DATA EXCERPTS -
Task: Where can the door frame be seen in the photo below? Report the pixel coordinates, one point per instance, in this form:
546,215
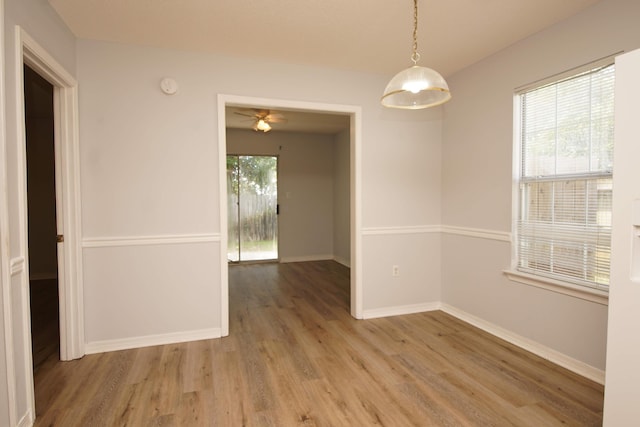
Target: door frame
277,157
67,175
355,114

WORK TO COMPLETE - Transcribe the listing in full and omit the pictures.

EXERCISE ANSWER -
Task: Where can the door frame be seen in the photo below? Report the pixel coordinates, one point per instance, in this form:
546,215
Target: door frame
277,157
67,175
355,114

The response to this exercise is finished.